▶ _What to do_:
In the text on anarchist groups in Spain, how often do the groups ordinarily hold meetings?

▶ _Document text_:
==========

Each powerful intelligence announces, creates new paths forward for the future society, and will create disciples by hypnotic force—if we can put it that way—suggesting to others’ brains their own ideas—and all in general we make out own individual plan

Let us agree then, as we have all done in Spain, to simply call ourselves anarchists. In our conversations, in our letters, in our speeches, in our journalism, let us discuss the economic questions, but these questions should never be a cause of division among anarchists.

In order for our propaganda to succeed, for the preservation of the idea, we need to know and see each other, and for that we must establish groups. In Spain there are groups in nearly all the localities where there are anarchists and they are the driving force of every revolutionary movement. The anarchists do not have money or easy means to obtain it; as a precaution against that the majority among us have imposed on themselves a small weekly or monthly contribution; in this way we can maintain the necessary relations among all the associates, and we could maintain relations with the whole world, if the other regions had an organization like our own.

There is no authority in the group; we choose on comrade as a treasurer, another as a secretary to receive correspondence, etc., etc. We ordinarily hold meetings every week or every fortnight, with extraordinary meetings whenever they are required. To spare costs and labor, and also as a prudent measure in case of persecution, we agree on the creation of a commission de relations for the region. That commission has no initiative: those who make up the commission must apply to their group if they want to make proposals. Its mission it to make known to all the groups the proposals and resolutions that have been communicated to it by a group, to account for all the addresses communicated to it and send them to the groups that ask for them, in order to establish direct relations with other groups.

==========

▶ _Listed records_:
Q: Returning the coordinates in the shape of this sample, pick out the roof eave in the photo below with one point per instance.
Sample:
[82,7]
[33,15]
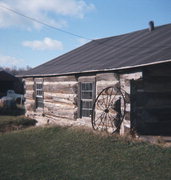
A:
[94,71]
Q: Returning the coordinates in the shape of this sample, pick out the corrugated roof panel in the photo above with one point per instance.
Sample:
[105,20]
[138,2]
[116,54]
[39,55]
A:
[132,49]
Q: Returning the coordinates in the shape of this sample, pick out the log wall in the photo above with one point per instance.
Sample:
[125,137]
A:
[61,96]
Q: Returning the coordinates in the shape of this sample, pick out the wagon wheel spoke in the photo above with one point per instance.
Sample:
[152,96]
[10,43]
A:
[106,115]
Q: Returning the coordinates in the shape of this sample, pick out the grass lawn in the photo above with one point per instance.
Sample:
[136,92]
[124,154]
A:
[67,153]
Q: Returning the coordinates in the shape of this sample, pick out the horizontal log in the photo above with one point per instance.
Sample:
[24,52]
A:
[69,114]
[61,88]
[69,83]
[29,94]
[59,105]
[29,82]
[28,79]
[60,78]
[29,87]
[38,79]
[61,95]
[30,106]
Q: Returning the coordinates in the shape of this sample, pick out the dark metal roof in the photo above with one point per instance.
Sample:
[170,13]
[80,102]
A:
[124,51]
[5,76]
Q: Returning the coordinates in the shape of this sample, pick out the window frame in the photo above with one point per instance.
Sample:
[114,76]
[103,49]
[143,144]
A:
[39,94]
[88,100]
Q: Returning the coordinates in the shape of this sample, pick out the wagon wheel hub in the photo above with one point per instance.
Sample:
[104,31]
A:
[106,110]
[107,114]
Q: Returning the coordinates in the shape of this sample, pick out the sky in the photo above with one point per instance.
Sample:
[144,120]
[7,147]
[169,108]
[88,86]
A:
[24,42]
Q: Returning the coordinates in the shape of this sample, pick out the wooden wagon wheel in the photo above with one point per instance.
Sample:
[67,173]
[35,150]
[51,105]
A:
[108,110]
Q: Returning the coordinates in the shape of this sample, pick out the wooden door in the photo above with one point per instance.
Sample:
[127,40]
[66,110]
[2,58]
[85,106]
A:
[151,106]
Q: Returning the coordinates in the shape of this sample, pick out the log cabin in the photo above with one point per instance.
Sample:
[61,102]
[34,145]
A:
[83,86]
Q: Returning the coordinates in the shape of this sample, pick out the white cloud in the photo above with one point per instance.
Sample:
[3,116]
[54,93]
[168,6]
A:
[52,12]
[45,44]
[82,41]
[9,61]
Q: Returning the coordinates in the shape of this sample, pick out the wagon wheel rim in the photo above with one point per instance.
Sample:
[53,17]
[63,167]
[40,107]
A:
[105,117]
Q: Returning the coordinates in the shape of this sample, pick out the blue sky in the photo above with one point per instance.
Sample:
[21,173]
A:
[24,42]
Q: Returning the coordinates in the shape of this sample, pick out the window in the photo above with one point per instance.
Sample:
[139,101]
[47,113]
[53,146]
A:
[87,96]
[39,94]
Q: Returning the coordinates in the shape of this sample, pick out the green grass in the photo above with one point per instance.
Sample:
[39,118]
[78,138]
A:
[68,153]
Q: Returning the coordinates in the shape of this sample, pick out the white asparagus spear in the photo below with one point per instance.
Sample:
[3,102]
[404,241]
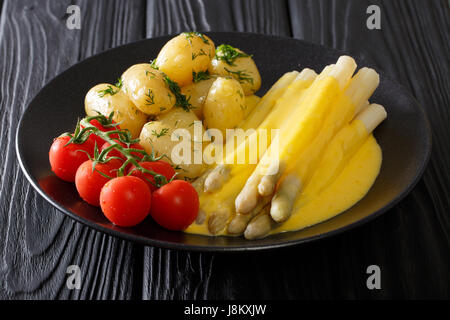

==========

▶ _Full response_:
Every week or every fortnight, with extraordinary meetings whenever they are required.